• WHAT IS BEING ASKED: Repeat the entire listing below word for word, leaving out the pictures.

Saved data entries
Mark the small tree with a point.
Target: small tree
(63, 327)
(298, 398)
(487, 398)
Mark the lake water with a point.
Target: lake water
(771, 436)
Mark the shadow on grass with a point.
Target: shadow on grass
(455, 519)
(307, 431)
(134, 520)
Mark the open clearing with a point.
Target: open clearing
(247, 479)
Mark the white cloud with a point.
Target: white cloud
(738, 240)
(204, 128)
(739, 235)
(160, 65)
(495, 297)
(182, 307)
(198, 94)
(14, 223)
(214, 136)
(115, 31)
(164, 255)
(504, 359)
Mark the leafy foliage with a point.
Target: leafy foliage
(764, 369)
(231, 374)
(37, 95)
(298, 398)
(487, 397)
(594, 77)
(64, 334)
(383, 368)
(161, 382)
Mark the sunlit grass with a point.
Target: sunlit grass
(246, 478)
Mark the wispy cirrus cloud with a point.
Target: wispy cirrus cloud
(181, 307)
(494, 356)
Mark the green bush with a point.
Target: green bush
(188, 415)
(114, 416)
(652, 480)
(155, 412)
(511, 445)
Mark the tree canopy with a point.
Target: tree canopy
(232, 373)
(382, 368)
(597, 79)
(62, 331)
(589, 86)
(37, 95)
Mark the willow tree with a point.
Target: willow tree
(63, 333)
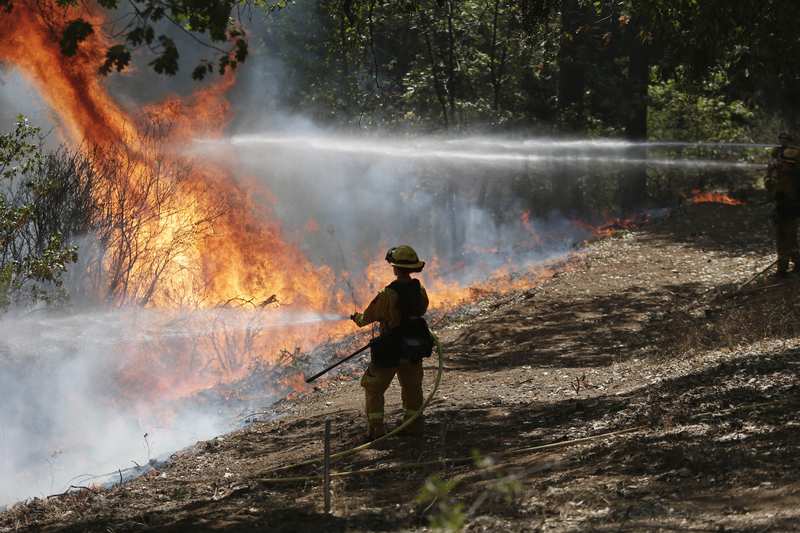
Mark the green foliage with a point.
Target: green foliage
(449, 514)
(706, 117)
(27, 275)
(210, 19)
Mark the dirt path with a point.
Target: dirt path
(645, 330)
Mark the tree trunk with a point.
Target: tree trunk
(572, 72)
(634, 185)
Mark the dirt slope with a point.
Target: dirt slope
(645, 330)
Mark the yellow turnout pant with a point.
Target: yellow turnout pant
(377, 380)
(786, 235)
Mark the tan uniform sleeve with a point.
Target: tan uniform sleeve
(376, 311)
(383, 309)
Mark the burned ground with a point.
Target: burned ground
(689, 386)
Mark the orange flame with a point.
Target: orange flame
(715, 197)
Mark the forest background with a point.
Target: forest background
(697, 81)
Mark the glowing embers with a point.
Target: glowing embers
(715, 197)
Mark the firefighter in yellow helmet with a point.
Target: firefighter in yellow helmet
(784, 141)
(398, 308)
(786, 186)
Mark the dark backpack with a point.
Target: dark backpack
(411, 339)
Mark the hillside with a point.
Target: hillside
(645, 331)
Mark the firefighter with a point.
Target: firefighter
(786, 210)
(784, 141)
(403, 300)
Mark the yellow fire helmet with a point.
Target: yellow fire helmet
(404, 256)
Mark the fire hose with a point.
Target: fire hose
(509, 453)
(384, 437)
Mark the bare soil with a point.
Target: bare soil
(634, 390)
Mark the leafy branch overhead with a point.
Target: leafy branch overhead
(142, 24)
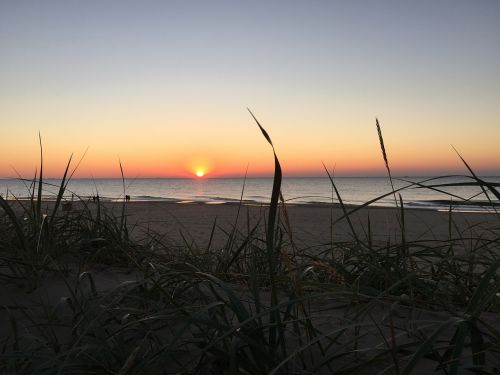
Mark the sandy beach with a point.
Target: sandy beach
(310, 225)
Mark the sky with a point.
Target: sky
(164, 86)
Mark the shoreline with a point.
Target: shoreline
(310, 224)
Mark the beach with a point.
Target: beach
(310, 225)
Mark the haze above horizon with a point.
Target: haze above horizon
(164, 86)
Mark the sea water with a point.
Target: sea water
(306, 190)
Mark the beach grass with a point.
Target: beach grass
(261, 304)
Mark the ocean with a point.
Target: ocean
(306, 190)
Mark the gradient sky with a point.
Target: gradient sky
(164, 85)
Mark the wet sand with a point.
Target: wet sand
(310, 225)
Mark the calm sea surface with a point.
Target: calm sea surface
(353, 190)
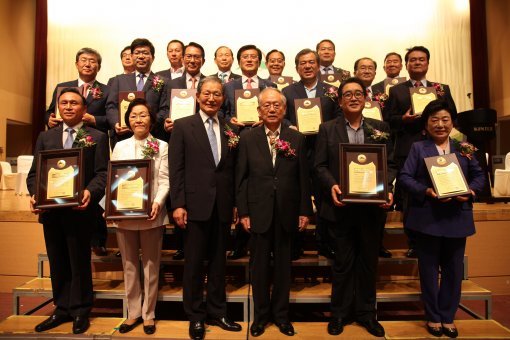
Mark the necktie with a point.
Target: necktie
(140, 84)
(212, 140)
(70, 139)
(85, 89)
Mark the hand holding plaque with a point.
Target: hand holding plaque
(246, 102)
(447, 176)
(308, 115)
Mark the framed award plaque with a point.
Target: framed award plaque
(128, 189)
(308, 115)
(246, 102)
(447, 176)
(363, 173)
(59, 178)
(126, 97)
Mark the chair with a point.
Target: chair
(8, 179)
(502, 180)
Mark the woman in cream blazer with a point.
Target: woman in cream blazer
(147, 235)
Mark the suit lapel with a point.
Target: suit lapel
(198, 131)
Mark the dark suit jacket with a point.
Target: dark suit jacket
(327, 162)
(398, 103)
(231, 77)
(196, 183)
(158, 100)
(428, 215)
(95, 164)
(96, 107)
(229, 106)
(330, 109)
(258, 182)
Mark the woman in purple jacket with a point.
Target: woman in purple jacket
(439, 225)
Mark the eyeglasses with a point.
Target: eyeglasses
(356, 94)
(267, 106)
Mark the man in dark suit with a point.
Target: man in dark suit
(88, 64)
(392, 67)
(326, 50)
(249, 58)
(307, 66)
(175, 53)
(407, 127)
(67, 231)
(352, 226)
(201, 161)
(273, 198)
(143, 79)
(224, 58)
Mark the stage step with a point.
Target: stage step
(22, 327)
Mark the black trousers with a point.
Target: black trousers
(67, 237)
(267, 303)
(205, 240)
(357, 238)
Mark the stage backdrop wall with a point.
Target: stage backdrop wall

• REPLY TO THE EXERCISE:
Mark the small tree with a point.
Target: small tree
(63, 327)
(298, 398)
(487, 398)
Mark the lake water with a point.
Target: lake water
(771, 436)
Mark the shadow on grass with a point.
Target: shadow on grass
(455, 519)
(307, 431)
(134, 520)
Mark the open clearing with a point.
Target: open clearing
(247, 479)
Mark the white cloud with a point.
Target: white cloud
(738, 240)
(204, 128)
(739, 235)
(160, 65)
(495, 297)
(182, 307)
(198, 94)
(14, 223)
(214, 136)
(115, 31)
(164, 255)
(504, 359)
Mark the leafy foliage with a point.
Target: leafy foliage
(764, 369)
(231, 374)
(37, 95)
(298, 398)
(487, 397)
(594, 77)
(64, 334)
(383, 368)
(161, 382)
Mark the sunlit grass with a point.
Target: sunlit grass
(246, 478)
Mark the wispy cirrus cloud with a point.
Target: wispy cirrus cloud
(181, 307)
(494, 356)
Mark the green bush with a point.
Target: green bush
(188, 415)
(114, 416)
(652, 480)
(155, 412)
(511, 445)
Mark the tree canopy with a point.
Target: tree canopy
(232, 373)
(382, 368)
(597, 79)
(62, 331)
(589, 86)
(37, 95)
Mark the willow tree with a point.
Target: willow tree
(63, 333)
Mark the green foliage with a point.
Target: green foliage
(449, 514)
(706, 117)
(27, 275)
(210, 19)
Mark the dirt path with a point.
Target: dirt path
(645, 330)
Mark the tree trunk with a point.
Target: tree trunk
(572, 72)
(634, 185)
Mark the dirt slope with a point.
Target: dirt slope
(645, 330)
Mark the yellow turnout pant with a point.
Target: yellow turnout pant
(377, 380)
(786, 235)
Mark the tan uniform sleeve with a point.
Target: tan uniform sleeve
(376, 311)
(383, 309)
Mark the burned ground with a point.
Target: burned ground
(689, 386)
Mark the orange flame with a point.
Target: orange flame
(715, 197)
Mark the forest background with a point.
Target: forest background
(697, 81)
Mark the glowing embers with a point.
Target: glowing embers
(715, 197)
Mark the firefighter in yellow helmet with a point.
Target: firefighter in yellow helmet
(784, 141)
(398, 308)
(786, 186)
Mark the dark backpack with a point.
Target: dark backpack
(411, 339)
Mark the hillside with a point.
Target: hillside
(645, 331)
Mark the firefighter with a point.
Target: firefighter
(786, 210)
(784, 141)
(403, 300)
Mark the yellow fire helmet with a point.
Target: yellow fire helmet
(404, 256)
Mark the fire hose with a point.
Target: fire hose
(509, 453)
(384, 437)
Mark the bare soil with a point.
Target: bare soil
(634, 390)
Mark the leafy branch overhead with a point.
Target: leafy branch overhead
(142, 24)
Mark the sandy beach with a point.
Target: sandy beach
(310, 225)
Mark the sky with a point.
Target: sky
(164, 86)
Mark the shoreline with a point.
Target: shoreline
(310, 224)
Mark the beach with a point.
Target: beach
(310, 225)
Mark the haze above horizon with a point.
Target: haze above horizon
(164, 86)
Mark the sea water with a point.
Target: sea water
(306, 190)
Mark the beach grass with a point.
Target: beach grass
(261, 304)
Mark the ocean with a point.
Target: ocean
(306, 190)
Mark the gradient sky with a point.
Target: gradient sky
(164, 85)
Mark the wet sand with a point.
Target: wet sand
(310, 225)
Mark the calm sea surface with a point.
Target: calm sea surface
(353, 190)
Mark the necktie with a point.
Target: necktie
(140, 84)
(212, 140)
(70, 139)
(85, 89)
Mark the hand holding plaque with a point.
Target: hand holding plaque
(246, 102)
(447, 176)
(308, 115)
Mark the framed award plaque with a point.
Target: framed award plaque
(128, 189)
(308, 115)
(246, 102)
(447, 176)
(363, 173)
(59, 178)
(126, 97)
Mark the chair with a point.
Target: chair
(8, 179)
(502, 180)
Mark the woman in cream blazer with a point.
Target: woman in cream blazer
(147, 235)
Mark the suit lapel with a point.
Target: suit lapel
(198, 131)
Mark the dark suit jacket with a point.
Target: dark suit jacket
(327, 162)
(398, 103)
(231, 77)
(196, 183)
(158, 100)
(428, 215)
(95, 164)
(96, 107)
(229, 106)
(330, 109)
(258, 182)
Mark the woman in purple jacket with a point.
Target: woman in purple jacket
(439, 225)
Mark the eyeglasses with a point.
Target: eyeglasses
(356, 94)
(267, 106)
Mark the man in dark suit with a point.
Target: man in dark suit
(88, 64)
(392, 67)
(326, 50)
(249, 58)
(307, 66)
(175, 53)
(407, 127)
(67, 231)
(352, 226)
(201, 161)
(273, 198)
(143, 79)
(224, 58)
Mark the stage step with a point.
Target: stage step
(22, 327)
Mark the black trousers with a point.
Target: black trousers
(67, 237)
(267, 303)
(205, 240)
(357, 238)
Mark the stage backdrop wall with a point.
Target: stage backdrop wall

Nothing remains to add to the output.